### Source document

# # #

Morjes!

Welcome to my blog. I write about fitting in, sticking out, and missing the motherland as a serial foreigner.

A feast from a stranger

Here's a happy story for Christmas week.

Earlier this month when we went camping, we were driving in a convoy through a dry wadi bed toward the campsite with four or five other families (there were 30 of us in all). At one point, we got passed by a local driving his own car, accompanied by his wife and a few kids, and we paused to ask him directions. He confirmed that we were going the right way, and then invited us to dinner at his house.

Jeremy responded, "but there are 30 of us!" The Emirati's wife laughed and said, "our house is big!"

Since we were already on our way camping, we said we'd come to lunch the next day instead. "Only" 22 of us could make it, so we rumbled back down the mountain in our convoy the next afternoon and showed up at this Emirati family's house for lunch.

They had a little over 12 hours' notice that we were coming. They live in a tiny not-even-a-village at the base of a remote mountain range. There is no Carrefour there, no restaurant, no roastery, nothing. But this man killed a few lambs and had them cooked up for us, and then rustled up (we still don't know from where) an accompanying spread of rice, chicken, fruits, and cakes. It would have been impressive even if they'd had plenty of notice and fewer of us visiting. The fact that it was very last-minute and there were 22 of us - WELL.

# # #

### Work order
Please extend the blog post about the lunch an Emirati family hosted for the camping group, picking up after its last sentence.

# # #

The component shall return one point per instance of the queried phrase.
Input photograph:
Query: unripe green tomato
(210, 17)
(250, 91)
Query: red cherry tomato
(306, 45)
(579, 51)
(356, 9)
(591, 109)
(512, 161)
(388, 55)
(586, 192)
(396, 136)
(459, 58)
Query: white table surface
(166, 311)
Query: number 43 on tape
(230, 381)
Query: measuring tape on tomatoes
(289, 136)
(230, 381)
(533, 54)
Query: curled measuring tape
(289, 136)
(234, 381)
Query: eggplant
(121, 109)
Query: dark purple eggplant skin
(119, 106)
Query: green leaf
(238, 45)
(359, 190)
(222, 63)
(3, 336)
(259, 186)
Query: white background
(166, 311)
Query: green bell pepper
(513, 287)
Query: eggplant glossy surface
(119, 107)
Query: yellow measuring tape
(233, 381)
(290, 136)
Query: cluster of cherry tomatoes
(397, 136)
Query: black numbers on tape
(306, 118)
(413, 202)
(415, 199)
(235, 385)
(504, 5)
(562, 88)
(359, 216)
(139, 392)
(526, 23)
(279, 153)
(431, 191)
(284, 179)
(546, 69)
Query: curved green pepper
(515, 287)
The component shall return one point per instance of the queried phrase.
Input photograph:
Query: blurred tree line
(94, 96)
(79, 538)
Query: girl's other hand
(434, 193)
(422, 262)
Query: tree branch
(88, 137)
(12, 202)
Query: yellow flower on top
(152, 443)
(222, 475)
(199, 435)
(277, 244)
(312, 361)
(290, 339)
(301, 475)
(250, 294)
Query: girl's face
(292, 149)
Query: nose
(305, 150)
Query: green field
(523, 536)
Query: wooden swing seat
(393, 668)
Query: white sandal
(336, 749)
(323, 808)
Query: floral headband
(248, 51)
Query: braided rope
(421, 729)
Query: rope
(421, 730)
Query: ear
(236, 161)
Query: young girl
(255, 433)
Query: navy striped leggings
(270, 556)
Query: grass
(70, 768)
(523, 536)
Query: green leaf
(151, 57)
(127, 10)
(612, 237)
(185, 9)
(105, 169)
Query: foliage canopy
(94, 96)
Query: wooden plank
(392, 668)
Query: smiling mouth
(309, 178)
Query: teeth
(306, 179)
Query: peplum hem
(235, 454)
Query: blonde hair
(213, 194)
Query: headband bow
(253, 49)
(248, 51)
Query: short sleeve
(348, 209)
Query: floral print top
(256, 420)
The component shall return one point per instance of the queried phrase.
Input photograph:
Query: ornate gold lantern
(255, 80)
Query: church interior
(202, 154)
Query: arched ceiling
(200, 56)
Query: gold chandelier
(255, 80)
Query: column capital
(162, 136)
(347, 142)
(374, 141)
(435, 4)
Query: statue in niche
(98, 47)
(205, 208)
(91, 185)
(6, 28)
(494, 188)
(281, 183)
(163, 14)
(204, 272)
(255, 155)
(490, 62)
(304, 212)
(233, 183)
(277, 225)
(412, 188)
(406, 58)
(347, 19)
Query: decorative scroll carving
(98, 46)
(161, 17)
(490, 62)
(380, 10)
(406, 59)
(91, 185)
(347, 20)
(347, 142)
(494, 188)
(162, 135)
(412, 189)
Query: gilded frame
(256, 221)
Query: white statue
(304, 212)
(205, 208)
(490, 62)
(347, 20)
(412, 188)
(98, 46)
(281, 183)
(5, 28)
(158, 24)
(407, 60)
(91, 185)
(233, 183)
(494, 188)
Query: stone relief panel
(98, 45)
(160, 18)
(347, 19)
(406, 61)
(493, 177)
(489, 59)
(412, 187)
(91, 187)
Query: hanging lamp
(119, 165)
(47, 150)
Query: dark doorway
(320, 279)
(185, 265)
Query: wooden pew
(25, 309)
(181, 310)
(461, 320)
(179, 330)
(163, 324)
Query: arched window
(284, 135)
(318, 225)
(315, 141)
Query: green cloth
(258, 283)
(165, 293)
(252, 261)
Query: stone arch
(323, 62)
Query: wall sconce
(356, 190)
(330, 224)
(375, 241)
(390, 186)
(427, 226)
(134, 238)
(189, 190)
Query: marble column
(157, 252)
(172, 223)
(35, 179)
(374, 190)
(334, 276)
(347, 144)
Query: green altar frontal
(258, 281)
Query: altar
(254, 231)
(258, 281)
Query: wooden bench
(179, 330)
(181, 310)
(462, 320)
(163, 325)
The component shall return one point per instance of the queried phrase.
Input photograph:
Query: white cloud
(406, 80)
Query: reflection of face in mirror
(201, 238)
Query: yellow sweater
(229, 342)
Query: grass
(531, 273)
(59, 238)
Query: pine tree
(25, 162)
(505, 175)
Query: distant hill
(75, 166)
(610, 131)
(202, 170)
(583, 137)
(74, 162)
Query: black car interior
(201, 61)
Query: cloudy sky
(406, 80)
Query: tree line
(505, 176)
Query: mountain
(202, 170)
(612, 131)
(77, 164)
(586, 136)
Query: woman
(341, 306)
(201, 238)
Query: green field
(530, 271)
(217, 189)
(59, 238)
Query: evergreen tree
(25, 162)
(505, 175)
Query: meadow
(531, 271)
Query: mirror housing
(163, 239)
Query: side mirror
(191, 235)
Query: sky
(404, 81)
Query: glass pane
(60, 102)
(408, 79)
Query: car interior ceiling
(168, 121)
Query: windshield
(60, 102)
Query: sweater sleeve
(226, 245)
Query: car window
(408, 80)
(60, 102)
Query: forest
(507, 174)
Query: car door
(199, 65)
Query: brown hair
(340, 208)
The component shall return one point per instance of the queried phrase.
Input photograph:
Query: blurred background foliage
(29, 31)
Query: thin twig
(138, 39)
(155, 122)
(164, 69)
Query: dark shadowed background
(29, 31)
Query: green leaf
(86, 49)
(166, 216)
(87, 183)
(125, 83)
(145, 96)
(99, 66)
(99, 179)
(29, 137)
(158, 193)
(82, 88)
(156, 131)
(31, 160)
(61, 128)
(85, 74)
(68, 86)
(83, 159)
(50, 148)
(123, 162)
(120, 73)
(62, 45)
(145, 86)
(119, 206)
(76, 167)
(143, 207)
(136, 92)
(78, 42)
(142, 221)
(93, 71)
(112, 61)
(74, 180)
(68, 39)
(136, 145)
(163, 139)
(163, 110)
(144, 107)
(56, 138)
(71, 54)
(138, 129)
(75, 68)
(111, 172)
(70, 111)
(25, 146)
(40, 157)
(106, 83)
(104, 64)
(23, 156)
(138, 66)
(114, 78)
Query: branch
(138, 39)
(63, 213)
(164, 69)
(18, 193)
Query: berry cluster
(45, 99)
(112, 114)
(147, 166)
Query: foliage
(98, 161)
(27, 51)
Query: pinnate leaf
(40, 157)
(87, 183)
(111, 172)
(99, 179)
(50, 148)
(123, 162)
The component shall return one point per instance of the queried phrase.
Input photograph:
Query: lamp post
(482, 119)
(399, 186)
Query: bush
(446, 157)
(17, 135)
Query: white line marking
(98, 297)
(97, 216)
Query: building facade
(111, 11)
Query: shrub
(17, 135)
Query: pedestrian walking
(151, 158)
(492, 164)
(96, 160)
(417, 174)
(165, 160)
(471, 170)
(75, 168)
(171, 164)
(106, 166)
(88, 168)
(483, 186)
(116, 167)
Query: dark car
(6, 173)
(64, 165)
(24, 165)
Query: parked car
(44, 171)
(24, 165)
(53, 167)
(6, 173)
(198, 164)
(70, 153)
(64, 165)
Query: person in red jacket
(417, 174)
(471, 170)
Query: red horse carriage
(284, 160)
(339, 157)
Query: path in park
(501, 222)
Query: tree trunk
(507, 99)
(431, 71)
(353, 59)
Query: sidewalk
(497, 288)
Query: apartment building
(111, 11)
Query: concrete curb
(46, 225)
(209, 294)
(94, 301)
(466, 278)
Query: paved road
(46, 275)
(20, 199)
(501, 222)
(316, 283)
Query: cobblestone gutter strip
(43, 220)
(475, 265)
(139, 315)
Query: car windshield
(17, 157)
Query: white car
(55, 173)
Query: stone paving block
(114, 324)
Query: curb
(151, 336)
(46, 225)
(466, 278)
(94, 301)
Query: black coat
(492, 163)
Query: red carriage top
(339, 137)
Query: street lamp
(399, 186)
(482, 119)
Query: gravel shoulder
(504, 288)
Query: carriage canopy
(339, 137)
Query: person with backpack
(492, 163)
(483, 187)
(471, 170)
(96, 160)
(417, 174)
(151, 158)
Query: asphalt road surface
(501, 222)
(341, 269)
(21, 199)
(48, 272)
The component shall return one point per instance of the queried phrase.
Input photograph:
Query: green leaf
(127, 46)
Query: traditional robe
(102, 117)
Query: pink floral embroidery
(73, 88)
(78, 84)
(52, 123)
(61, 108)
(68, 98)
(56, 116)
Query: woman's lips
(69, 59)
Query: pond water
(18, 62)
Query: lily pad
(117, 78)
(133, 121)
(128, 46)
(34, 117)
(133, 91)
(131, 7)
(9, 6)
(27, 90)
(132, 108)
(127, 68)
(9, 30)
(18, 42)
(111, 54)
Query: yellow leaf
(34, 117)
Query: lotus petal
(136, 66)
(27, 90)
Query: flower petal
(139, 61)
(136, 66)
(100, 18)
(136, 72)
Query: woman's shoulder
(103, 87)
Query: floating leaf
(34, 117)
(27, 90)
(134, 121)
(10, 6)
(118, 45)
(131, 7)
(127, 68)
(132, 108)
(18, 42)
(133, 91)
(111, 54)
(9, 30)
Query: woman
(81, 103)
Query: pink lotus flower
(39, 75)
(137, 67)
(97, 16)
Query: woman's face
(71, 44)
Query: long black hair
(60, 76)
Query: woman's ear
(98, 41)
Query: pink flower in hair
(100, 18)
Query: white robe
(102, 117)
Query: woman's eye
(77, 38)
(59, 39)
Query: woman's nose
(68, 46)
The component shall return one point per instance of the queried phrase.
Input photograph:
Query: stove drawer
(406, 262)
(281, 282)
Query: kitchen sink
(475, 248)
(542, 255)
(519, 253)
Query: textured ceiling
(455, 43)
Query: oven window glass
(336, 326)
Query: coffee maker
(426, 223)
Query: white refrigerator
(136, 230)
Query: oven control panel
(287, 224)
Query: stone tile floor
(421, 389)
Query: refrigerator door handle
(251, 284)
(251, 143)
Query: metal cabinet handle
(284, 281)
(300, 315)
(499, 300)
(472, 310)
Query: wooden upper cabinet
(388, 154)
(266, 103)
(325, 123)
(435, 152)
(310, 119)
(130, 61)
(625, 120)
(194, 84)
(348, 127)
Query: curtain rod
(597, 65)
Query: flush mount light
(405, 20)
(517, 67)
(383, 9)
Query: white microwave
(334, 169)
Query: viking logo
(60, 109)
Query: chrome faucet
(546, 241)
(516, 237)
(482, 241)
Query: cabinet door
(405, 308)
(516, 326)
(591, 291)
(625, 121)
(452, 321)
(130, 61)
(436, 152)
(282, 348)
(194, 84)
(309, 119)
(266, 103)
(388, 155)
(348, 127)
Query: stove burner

# # #

### Output below
As we ate, we laughed self-deprecatingly at how Western hospitality just cannot compare with what we were experiencing here in the UAE. We joked about what kind of spread we would be able to offer to 22 people on 12 hours' notice - bowls of cereal, or the half-bottle of Sprite sitting in the fridge, or some combination of the tomato paste and onions that always seem to stick around when you've run out of everything else. Certainly not freshly slaughtered lamb on a bed of deliciously seasoned rice and chicken.

They also introduced us to their seven children and gave us a tour of the house. It was beautiful. However, when they found out that Jeremy, as the husband/father of the family, had allowed me and the baby to drive down the mountain in the middle of the night, they almost took away his man card on the spot. They insisted that in future, I was welcome to their guest room. The lovely part is, I know that they really mean it.

And that's the story of how an Emirati family in a small village opened up their house to almost two dozen strangers and fed them a feast on barely 12 hours' notice!